Rows from a pointing dataset:
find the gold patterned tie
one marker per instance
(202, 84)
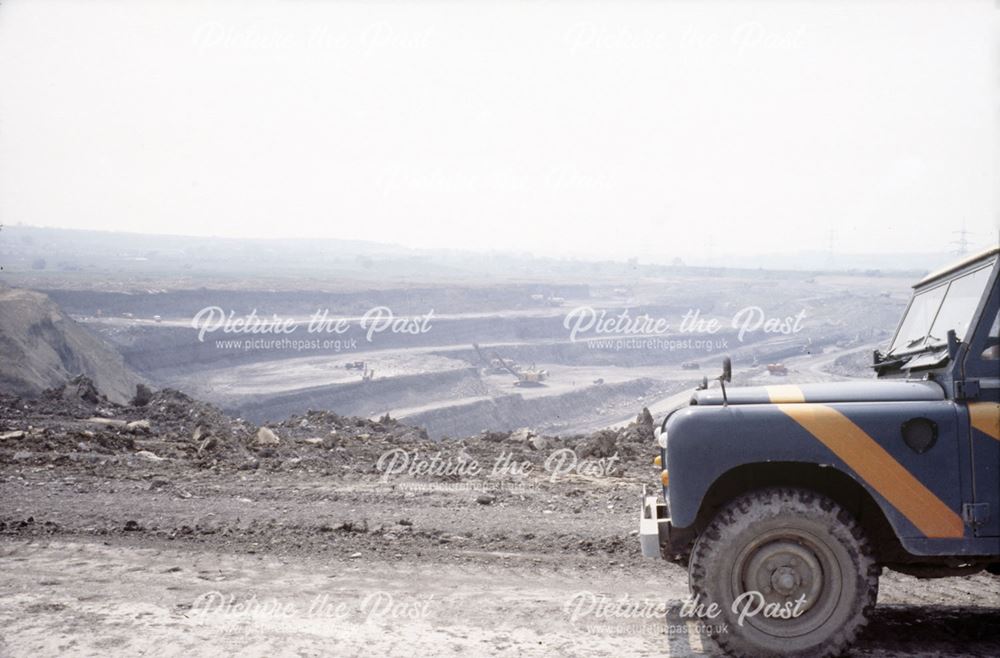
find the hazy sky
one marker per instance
(562, 128)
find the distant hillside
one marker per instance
(41, 347)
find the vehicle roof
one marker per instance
(956, 266)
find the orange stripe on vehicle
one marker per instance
(785, 393)
(985, 417)
(878, 468)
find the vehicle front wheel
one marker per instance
(789, 571)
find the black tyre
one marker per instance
(797, 557)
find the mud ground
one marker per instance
(166, 560)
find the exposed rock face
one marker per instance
(42, 348)
(266, 437)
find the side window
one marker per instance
(983, 359)
(991, 352)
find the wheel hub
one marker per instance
(784, 571)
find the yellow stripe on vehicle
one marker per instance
(780, 393)
(985, 417)
(878, 468)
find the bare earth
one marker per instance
(160, 561)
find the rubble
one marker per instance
(266, 437)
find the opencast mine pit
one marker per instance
(457, 376)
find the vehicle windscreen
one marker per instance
(933, 312)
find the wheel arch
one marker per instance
(826, 480)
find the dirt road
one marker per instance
(169, 561)
(96, 598)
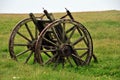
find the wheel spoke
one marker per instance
(47, 54)
(50, 41)
(82, 35)
(56, 35)
(56, 62)
(22, 53)
(80, 48)
(24, 36)
(77, 41)
(83, 54)
(20, 44)
(70, 29)
(29, 31)
(69, 61)
(50, 50)
(81, 61)
(64, 33)
(29, 57)
(71, 34)
(49, 60)
(36, 32)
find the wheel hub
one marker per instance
(31, 45)
(66, 50)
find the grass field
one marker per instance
(104, 28)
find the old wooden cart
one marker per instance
(50, 41)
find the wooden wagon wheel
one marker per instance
(64, 41)
(22, 41)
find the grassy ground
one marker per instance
(105, 30)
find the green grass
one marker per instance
(104, 28)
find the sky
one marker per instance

» **Short problem**:
Lay out every line of the entries above as a Markdown table with the columns "Row" and "Line", numbering the rows and skipping blank lines. Omit the pictures.

» **Answer to the exercise**:
| Row | Line |
|---|---|
| 1 | find the gold patterned tie |
| 2 | one marker per instance |
| 3 | (202, 84) |
| 4 | find the hazy sky |
| 5 | one marker per instance |
| 6 | (562, 128) |
| 7 | find the distant hillside |
| 8 | one marker per instance |
| 9 | (41, 347) |
| 10 | find the vehicle roof |
| 11 | one marker per instance |
| 12 | (956, 266) |
| 13 | find the orange stripe on vehicle |
| 14 | one marker per instance |
| 15 | (785, 393) |
| 16 | (985, 417) |
| 17 | (878, 468) |
| 18 | find the vehicle front wheel |
| 19 | one marker per instance |
| 20 | (789, 571) |
| 21 | find the black tyre |
| 22 | one marker per instance |
| 23 | (797, 557) |
| 24 | find the mud ground |
| 25 | one marker per instance |
| 26 | (166, 560) |
| 27 | find the exposed rock face |
| 28 | one marker per instance |
| 29 | (42, 348) |
| 30 | (266, 437) |
| 31 | find the side window |
| 32 | one marker per instance |
| 33 | (983, 359) |
| 34 | (991, 352) |
| 35 | find the wheel hub |
| 36 | one marker per instance |
| 37 | (784, 571) |
| 38 | find the yellow stripe on vehicle |
| 39 | one marker per instance |
| 40 | (780, 393) |
| 41 | (985, 417) |
| 42 | (878, 468) |
| 43 | find the bare earth |
| 44 | one marker per instance |
| 45 | (160, 561) |
| 46 | find the rubble |
| 47 | one marker per instance |
| 48 | (266, 437) |
| 49 | find the opencast mine pit |
| 50 | one marker per instance |
| 51 | (457, 376) |
| 52 | find the vehicle windscreen |
| 53 | one marker per instance |
| 54 | (933, 312) |
| 55 | find the wheel arch |
| 56 | one marker per instance |
| 57 | (826, 480) |
| 58 | find the dirt road |
| 59 | one marker per instance |
| 60 | (169, 561) |
| 61 | (96, 598) |
| 62 | find the wheel spoke |
| 63 | one marker per instance |
| 64 | (47, 54) |
| 65 | (50, 41) |
| 66 | (82, 35) |
| 67 | (56, 35) |
| 68 | (56, 62) |
| 69 | (22, 53) |
| 70 | (80, 48) |
| 71 | (24, 36) |
| 72 | (77, 41) |
| 73 | (83, 54) |
| 74 | (20, 44) |
| 75 | (70, 29) |
| 76 | (29, 31) |
| 77 | (69, 61) |
| 78 | (50, 50) |
| 79 | (81, 61) |
| 80 | (64, 33) |
| 81 | (29, 57) |
| 82 | (71, 34) |
| 83 | (49, 60) |
| 84 | (36, 32) |
| 85 | find the wheel hub |
| 86 | one marker per instance |
| 87 | (31, 45) |
| 88 | (66, 50) |
| 89 | find the grass field |
| 90 | one marker per instance |
| 91 | (104, 28) |
| 92 | find the old wooden cart |
| 93 | one marker per instance |
| 94 | (50, 41) |
| 95 | find the wooden wagon wheel |
| 96 | one marker per instance |
| 97 | (64, 41) |
| 98 | (22, 41) |
| 99 | find the grassy ground |
| 100 | one marker per instance |
| 101 | (105, 30) |
| 102 | find the green grass |
| 103 | one marker per instance |
| 104 | (104, 28) |
| 105 | find the sky |
| 106 | one marker per instance |